* Page extract *
________

May 22, 2006 Love Letter
Dear You,
Loving you literally steals my breath away...sends it flying, humming like bees searching speechlessly for flowering words. The great benevolent blue sky isn't as beautiful as you. I think and reflect on the brief moment called forever and again realize, it lacks years. Yet, here am I living on the one second when you let your guard down, removed your dark glasses, and the sun became the honey in your brown-eyed gaze. I relive that moment a thousand times a thousand times a day. My hands would grow cramped penning ballads to sing your praise. And blasphemous as it may seem, you have no priests, but I worship you. You become second only to my God, as God rightfully ordained. I am your woman, flesh of your flesh, more clarified daily. You breathe and I live. You bleed and I cry. This separation leaves my soul at odds, clamouring to be near your--yet unable to shed this temporal body. So I sit here in the silent night and know the bittersweet taste of well-missed kisses. Missing you ravages my heart and becomes a for real thing. I feel it like an unabating ache beneath my skin where the rib Adam sacrificed for Eve recalls that you and I are of One.
I love you. It becomes clear that my life before you was a farce. Any love before ours was a practice run. I look into a future starred with Sagitarrian dreams and the only wishes I remember to ask are for us to be together. Together. Touching, holding, familiaring, making love, being together.

________

* Stored data *
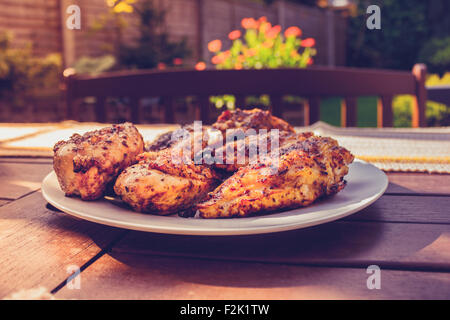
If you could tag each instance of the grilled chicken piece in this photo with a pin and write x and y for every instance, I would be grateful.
(250, 119)
(307, 169)
(252, 149)
(160, 185)
(86, 164)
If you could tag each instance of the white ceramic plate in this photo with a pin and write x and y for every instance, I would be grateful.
(365, 184)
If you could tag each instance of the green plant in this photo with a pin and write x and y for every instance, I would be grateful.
(23, 76)
(263, 46)
(436, 54)
(437, 114)
(154, 48)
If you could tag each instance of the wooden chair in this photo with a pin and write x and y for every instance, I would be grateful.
(311, 83)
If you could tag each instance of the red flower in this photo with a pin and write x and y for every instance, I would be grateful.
(249, 23)
(200, 66)
(293, 32)
(233, 35)
(177, 61)
(308, 43)
(273, 32)
(215, 45)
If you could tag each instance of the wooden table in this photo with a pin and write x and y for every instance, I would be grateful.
(406, 233)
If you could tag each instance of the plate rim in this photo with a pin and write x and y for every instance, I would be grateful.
(213, 230)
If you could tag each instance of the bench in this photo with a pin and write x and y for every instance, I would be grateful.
(312, 83)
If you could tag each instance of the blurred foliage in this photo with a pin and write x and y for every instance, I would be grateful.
(436, 54)
(22, 75)
(305, 2)
(260, 46)
(411, 32)
(437, 114)
(395, 46)
(263, 46)
(152, 48)
(94, 66)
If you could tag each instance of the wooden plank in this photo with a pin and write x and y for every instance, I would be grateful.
(424, 209)
(18, 179)
(422, 183)
(37, 245)
(127, 276)
(344, 243)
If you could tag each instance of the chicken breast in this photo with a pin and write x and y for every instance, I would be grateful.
(85, 164)
(250, 119)
(306, 170)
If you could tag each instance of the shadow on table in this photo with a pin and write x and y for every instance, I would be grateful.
(351, 244)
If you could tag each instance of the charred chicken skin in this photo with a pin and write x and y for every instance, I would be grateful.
(250, 119)
(85, 164)
(307, 170)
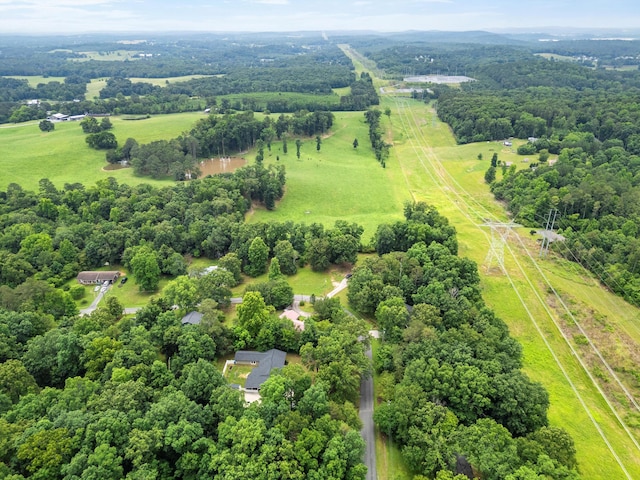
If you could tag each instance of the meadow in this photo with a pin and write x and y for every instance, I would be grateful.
(28, 155)
(451, 178)
(338, 182)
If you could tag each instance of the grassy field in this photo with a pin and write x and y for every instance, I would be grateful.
(163, 82)
(27, 154)
(111, 56)
(338, 182)
(35, 80)
(451, 178)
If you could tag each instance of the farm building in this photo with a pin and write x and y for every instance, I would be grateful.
(192, 318)
(58, 117)
(264, 362)
(96, 278)
(294, 317)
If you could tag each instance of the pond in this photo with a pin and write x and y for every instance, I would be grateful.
(221, 165)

________

* Exercise requirements *
**A.** Please explain in one to three sentences why the writer of the love letter places the beloved second only to God.
**B.** From the love letter, extract the passage from "I love you." up to and including "love, being together.".

* Worked answers *
**A.** The writer places the beloved second only to God "as God rightfully ordained." This comes right after the writer admits that worshipping the beloved may seem blasphemous.

**B.**
I love you. It becomes clear that my life before you was a farce. Any love before ours was a practice run. I look into a future starred with Sagitarrian dreams and the only wishes I remember to ask are for us to be together. Together. Touching, holding, familiaring, making love, being together.